EXTRACT PROVIDED -

-- Opening Marker --

Fernando Gentil
- Full name: Fernando Bunker Gentil
- Country (sports): Brazil
- Born: 11 March 1950 (age 75) Brazil

Singles
- Career record: 1–8
- Highest ranking: No. 222 (15 December 1975)

Grand Slam singles results
- French Open: 2R (1967, 1968)

Doubles
- Career record: 3–8

Grand Slam doubles results
- French Open: 2R (1975)
- US Open: 1R (1975)

Grand Slam mixed doubles results
- French Open: 1R (1968)

= Fernando Gentil =

Brazilian tennis player

Fernando Bunker Gentil (born 11 March 1950) is a Brazilian former professional tennis player.

==Biography==
Gentil was born in 1950, to a São Paulo surgeon and an American mother. His grandfather on his mother's side was diplomat Ellsworth Bunker, who was the U.S. Ambassador to South Vietnam from 1967 to 1973.

As a teenager, Gentil competed in the main draw of the French Open and twice reached the second round, both times with a walkover, including over Jan Kodeš in 1968. He left the tour to attend the University of Southern California and played collegiate tennis for the Trojans, before graduating with an MBA degree in 1974.

Gentil appeared in two Davis Cup ties for Brazil. He won each of his matches, a doubles rubber against Peru in 1976 and a singles rubber against Uruguay's Hugo Roverano in 1978.

His first wife Cláudia is the daughter of Wimbledon champion Bob Falkenburg. He remarried in 1984 to banker Elizabeth Marie Christiansen.

-- Closing Marker --

[Region pointing data]
-- Opening Marker --

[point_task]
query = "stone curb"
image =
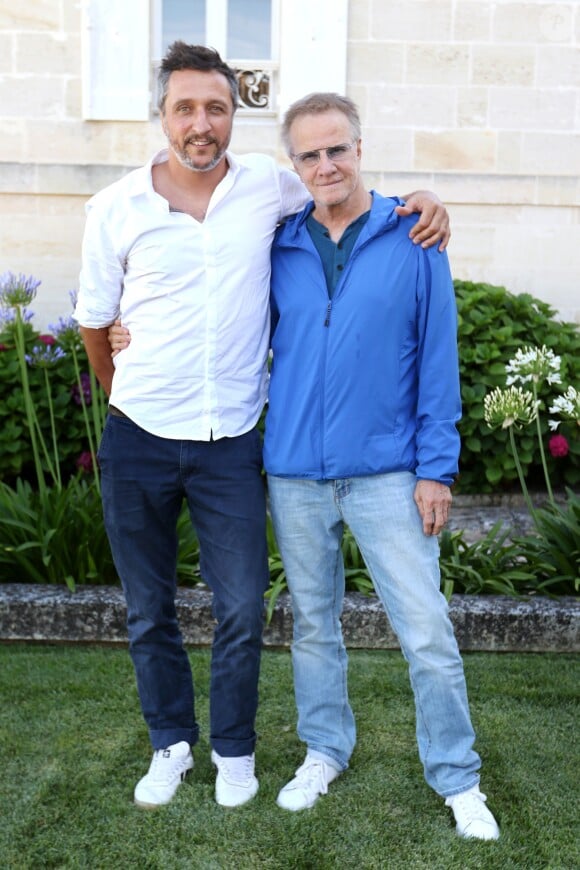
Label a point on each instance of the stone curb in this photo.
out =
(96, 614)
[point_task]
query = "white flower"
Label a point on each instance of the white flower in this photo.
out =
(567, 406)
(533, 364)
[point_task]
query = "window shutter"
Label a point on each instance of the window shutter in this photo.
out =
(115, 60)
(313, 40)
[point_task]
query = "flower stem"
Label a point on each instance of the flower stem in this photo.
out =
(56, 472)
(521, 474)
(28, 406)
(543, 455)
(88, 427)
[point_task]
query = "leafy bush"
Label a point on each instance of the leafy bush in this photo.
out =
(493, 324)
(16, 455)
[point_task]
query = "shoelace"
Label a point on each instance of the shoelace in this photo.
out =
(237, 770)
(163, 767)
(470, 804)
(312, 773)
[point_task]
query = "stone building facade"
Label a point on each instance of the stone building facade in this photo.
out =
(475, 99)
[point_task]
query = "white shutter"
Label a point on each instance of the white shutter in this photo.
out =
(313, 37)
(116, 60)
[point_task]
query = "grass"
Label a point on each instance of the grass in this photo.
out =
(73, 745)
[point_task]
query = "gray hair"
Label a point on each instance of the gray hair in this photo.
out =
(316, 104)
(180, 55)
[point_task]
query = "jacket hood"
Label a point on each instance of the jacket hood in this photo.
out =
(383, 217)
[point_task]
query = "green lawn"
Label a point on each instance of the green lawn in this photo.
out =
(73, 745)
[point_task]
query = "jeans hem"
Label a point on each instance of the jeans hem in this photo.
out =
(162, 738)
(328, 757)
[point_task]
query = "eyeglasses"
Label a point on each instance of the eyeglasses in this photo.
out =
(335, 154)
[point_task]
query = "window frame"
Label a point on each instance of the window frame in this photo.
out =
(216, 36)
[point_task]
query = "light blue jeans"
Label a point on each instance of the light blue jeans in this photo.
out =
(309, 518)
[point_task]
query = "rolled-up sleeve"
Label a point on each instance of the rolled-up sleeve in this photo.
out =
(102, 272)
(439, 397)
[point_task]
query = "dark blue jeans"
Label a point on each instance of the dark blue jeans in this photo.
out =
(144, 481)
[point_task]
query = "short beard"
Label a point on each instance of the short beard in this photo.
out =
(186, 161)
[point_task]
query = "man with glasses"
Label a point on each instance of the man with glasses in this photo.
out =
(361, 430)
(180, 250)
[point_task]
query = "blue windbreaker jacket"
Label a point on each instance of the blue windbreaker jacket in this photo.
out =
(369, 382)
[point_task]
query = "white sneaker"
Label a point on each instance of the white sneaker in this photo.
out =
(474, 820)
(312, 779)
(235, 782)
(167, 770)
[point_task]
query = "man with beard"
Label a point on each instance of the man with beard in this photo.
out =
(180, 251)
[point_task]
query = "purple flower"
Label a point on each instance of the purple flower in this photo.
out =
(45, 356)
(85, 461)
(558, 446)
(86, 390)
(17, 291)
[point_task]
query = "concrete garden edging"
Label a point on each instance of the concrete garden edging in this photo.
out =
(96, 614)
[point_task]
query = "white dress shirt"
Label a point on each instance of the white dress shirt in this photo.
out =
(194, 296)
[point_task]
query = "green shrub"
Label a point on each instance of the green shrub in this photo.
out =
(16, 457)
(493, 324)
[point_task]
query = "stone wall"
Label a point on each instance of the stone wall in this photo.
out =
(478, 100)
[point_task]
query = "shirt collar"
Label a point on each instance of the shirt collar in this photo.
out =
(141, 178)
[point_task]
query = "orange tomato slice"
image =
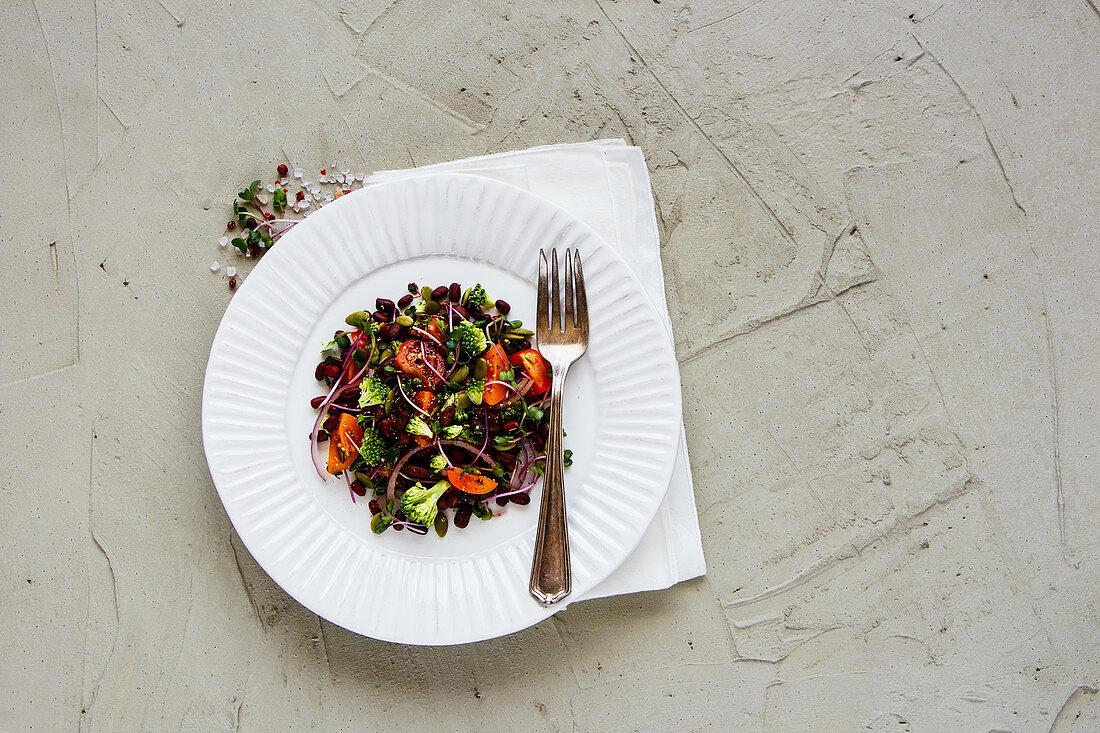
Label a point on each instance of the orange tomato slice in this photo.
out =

-- Closing Marker --

EXERCISES TO COMPLETE -
• a. Based on the Fernando Gentil profile, answer yes or no for each statement below, and quote the exact words of the profile that decide it: (i) Gentil earned an MBA degree in 1974. (ii) Gentil lost his Davis Cup singles rubber against Hugo Roverano. (iii) Gentil's maternal grandfather served as U.S. Ambassador to South Vietnam from 1967 to 1973.
• b. According to the Fernando Gentil profile, whom did Gentil marry in 1984?

SOLUTIONS IN ORDER -
• a.
(i) Yes: "before graduating with an MBA degree in 1974"
(ii) No: "He won each of his matches, a doubles rubber against Peru in 1976 and a singles rubber against Uruguay's Hugo Roverano in 1978"
(iii) Yes: "His grandfather on his mother's side was diplomat Ellsworth Bunker, who was the U.S. Ambassador to South Vietnam from 1967 to 1973"

• b. He married banker Elizabeth Marie Christiansen.